··· Source extract

The policy has caused, and continues to cause, irreparable harm to thousands of people seeking safety. It must be stopped.
On 19 July 2013, then Prime Minister Kevin Rudd announced: “From now on, any asylum seeker who arrives in Australia by boat will have no chance of being settled in Australia as refugees.”
Thousands of people were then sent to detention camps in Nauru and Papua New Guinea, where successive Australian governments oversaw a score of human rights abuses, including extreme levels of violence and trauma, sexual assault, lack of medical treatment, family separation, and the deaths of at least 14 people.
ASC staff Fatima Rahmati explains the history of offshore detention
Refugee and ASC community member Anna* is a survivor of this brutal regime, having spent more than six years detained on Nauru.
She lived in overcrowded vinyl tents in extreme heat, with little privacy, food shortages and limited access to basic services. She witnessed self-harm and suicide attempts that continue to affect her mental health.
“If I remember everything, I am too stressed. I cannot sleep. Everything I remember from Nauru, I remember.
“Now if I remember, I cry too much.”
This long-lasting trauma is not an accident of the system; it is a direct result of policies designed to choose bureaucracy over human lives.
Mark Johnson, Advocacy Lead at the Asylum Seekers Centre, emphasises that the ongoing uncertainty built into Australia’s current system actively compounds this deep psychological harm for people seeking asylum in our community..
“In our recent submission to the Senate Inquiry, the Asylum Seekers Centre highlights critical issues within the onshore protection system.
“We call for the onshore program to be uncapped and decoupled from the offshore intake, allowing decisions to be made based on evidence and legal obligations.”
Australia’s offshore detention regime has been widely condemned. Human Rights Watch has repeatedly denounced the policy as a stain on Australia’s human rights record, putting it directly at odds with the country’s commitment to the Refugee Convention.
A recent UN report from the Special Rapporteur on the Human Rights of Migrants reiterates that Australia “cannot avoid responsibility by contracting out their obligations to other States”.

······
··· Supplied material

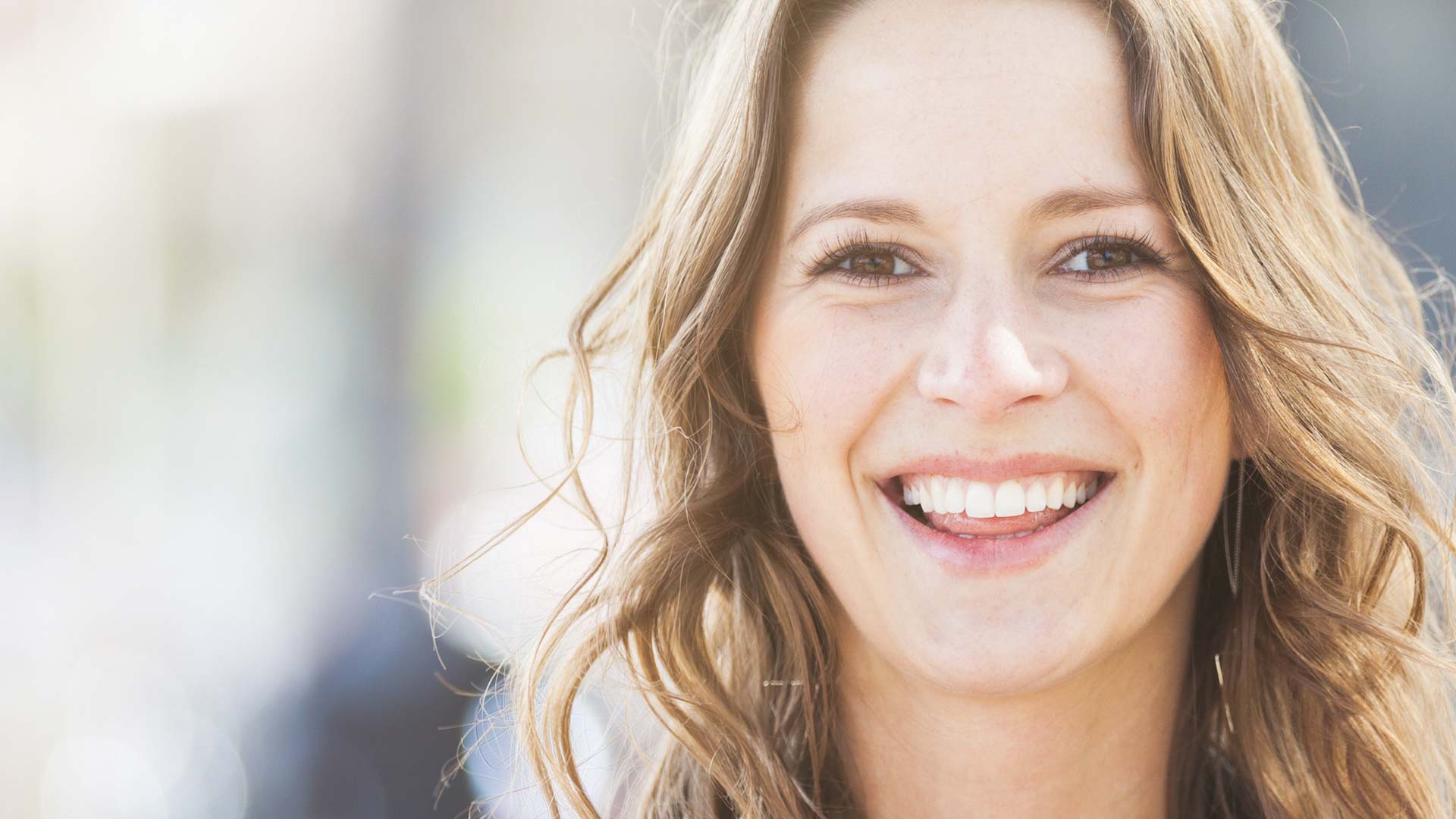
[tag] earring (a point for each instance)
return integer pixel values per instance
(1234, 582)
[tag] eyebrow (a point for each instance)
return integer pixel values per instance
(1057, 205)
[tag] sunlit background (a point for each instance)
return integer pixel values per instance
(270, 279)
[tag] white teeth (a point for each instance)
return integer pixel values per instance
(938, 494)
(1036, 496)
(981, 500)
(954, 496)
(1011, 500)
(1008, 499)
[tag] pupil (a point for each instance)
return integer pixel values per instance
(871, 264)
(1106, 259)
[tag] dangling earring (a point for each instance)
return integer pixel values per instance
(1234, 580)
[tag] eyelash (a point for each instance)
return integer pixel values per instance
(858, 242)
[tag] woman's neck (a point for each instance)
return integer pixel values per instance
(1094, 745)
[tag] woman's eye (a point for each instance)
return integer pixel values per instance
(873, 264)
(1103, 259)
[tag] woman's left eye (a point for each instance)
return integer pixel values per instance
(1109, 260)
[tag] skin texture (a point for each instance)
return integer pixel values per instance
(1043, 692)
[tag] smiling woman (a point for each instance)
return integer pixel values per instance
(977, 346)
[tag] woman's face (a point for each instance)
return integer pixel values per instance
(937, 306)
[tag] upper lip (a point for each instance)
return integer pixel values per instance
(993, 471)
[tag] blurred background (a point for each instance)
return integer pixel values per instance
(270, 279)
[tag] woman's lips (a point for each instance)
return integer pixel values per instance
(962, 523)
(990, 554)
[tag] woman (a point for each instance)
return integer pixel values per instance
(1034, 430)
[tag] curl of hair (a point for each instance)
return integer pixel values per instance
(1335, 651)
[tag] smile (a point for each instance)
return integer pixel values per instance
(1028, 518)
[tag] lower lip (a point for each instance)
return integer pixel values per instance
(1001, 556)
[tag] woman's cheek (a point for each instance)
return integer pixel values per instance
(845, 365)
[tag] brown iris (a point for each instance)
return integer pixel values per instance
(1109, 257)
(873, 262)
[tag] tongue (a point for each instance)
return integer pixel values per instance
(959, 523)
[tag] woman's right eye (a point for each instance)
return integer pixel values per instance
(868, 265)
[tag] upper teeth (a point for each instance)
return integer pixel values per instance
(1006, 499)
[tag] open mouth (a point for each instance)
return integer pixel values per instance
(1009, 509)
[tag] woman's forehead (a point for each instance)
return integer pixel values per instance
(952, 104)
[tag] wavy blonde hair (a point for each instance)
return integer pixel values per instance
(1335, 653)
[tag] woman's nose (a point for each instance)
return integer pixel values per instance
(989, 357)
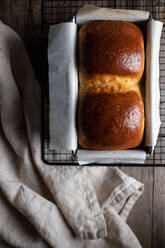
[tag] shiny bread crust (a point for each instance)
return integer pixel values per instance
(111, 64)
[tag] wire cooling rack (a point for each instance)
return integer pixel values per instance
(54, 12)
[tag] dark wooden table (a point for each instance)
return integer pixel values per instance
(147, 219)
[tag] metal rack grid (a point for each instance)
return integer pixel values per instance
(55, 11)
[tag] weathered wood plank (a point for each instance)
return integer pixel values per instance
(159, 208)
(140, 219)
(25, 18)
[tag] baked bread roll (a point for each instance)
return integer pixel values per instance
(111, 64)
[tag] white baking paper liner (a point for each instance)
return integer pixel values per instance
(63, 85)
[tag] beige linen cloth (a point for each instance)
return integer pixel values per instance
(47, 206)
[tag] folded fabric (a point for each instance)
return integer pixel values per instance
(43, 205)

······

- Exercises -
1. Please rewrite everything in the offshore detention text from "On 19 July 2013, then" down to "detained on Nauru.", using "custody" in place of "detention".
2. Write the next part of the offshore detention text, picking up after its final sentence.

- Answers to each task -
1.
On 19 July 2013, then Prime Minister Kevin Rudd announced: “From now on, any asylum seeker who arrives in Australia by boat will have no chance of being settled in Australia as refugees.”
Thousands of people were then sent to custody camps in Nauru and Papua New Guinea, where successive Australian governments oversaw a score of human rights abuses, including extreme levels of violence and trauma, sexual assault, lack of medical treatment, family separation, and the deaths of at least 14 people.
ASC staff Fatima Rahmati explains the history of offshore custody
Refugee and ASC community member Anna* is a survivor of this brutal regime, having spent more than six years detained on Nauru.

2.
The report confirms that these practices “have severe impacts on persons in vulnerable situations, including children, entail gendered risks, and pose heightened risks for groups exposed to intersectional discrimination.”
This is among the many external reviewers who say the same thing: offshore detention is cruel.
Yet the regime still persists today. More than 90 people remain detained on Nauru and operations continue to be funded, with the Albanese government spending close to a mammoth $1 billion on offshore processing on Nauru in the last financial year. A small number of refugees remain trapped in Papua New Guinea too, some of whom have been there since 2013.
“Spending on offshore detention is out of control,” Mr Buol said.
“The government was around $400 million over budget in the last financial year. These expensive human rights abuses must end.”
Meanwhile, around 800-900 people, including Anna, form part of the so-called “transitory cohort” and are still living in legal limbo in the community in Australia. Many live on temporary visas, often without secure work rights or consistent access to Medicare. Some now have Australian partners and children born here. Yet they still have no clear pathway to permanency.
Mr Buol urged the Prime Minister to honour his sentiments from the election night speech to “show courage in adversity and kindness to those in need”.
More than a decade on, it is time for the Albanese government to end offshore detention for good and ensure the humane treatment and fair processing of people seeking asylum.
We must end this shameful chapter of Australian history once and for all.